++++ SUPPLIED RECORDS

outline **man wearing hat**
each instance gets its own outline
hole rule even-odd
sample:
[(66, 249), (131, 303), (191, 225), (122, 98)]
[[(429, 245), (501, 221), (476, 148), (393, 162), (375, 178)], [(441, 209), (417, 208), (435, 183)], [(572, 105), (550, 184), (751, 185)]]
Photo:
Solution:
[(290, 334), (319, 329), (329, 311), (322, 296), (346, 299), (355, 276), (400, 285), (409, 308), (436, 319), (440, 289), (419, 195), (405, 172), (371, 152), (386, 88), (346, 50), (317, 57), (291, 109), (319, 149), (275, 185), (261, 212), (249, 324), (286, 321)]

++++++++

#### WORK REQUIRED:
Reproduce every item in full, requests included, and offset each polygon vertex coordinate in the answers by adding 133 to both x and y. Leave the numbers in the requests and their format samples unchanged.

#### THE SOLUTION:
outline **man wearing hat**
each instance gets its own outline
hole rule even-odd
sample:
[(66, 249), (131, 303), (191, 225), (122, 98)]
[[(429, 245), (501, 221), (476, 148), (393, 162), (375, 178)], [(441, 209), (417, 208), (435, 183)], [(572, 105), (550, 184), (751, 185)]]
Photo:
Solution:
[(423, 467), (452, 462), (462, 444), (455, 429), (479, 432), (488, 409), (533, 418), (542, 441), (569, 452), (573, 422), (552, 328), (538, 305), (504, 285), (519, 221), (479, 183), (450, 190), (424, 242), (452, 282), (408, 318), (394, 345), (382, 457), (419, 454)]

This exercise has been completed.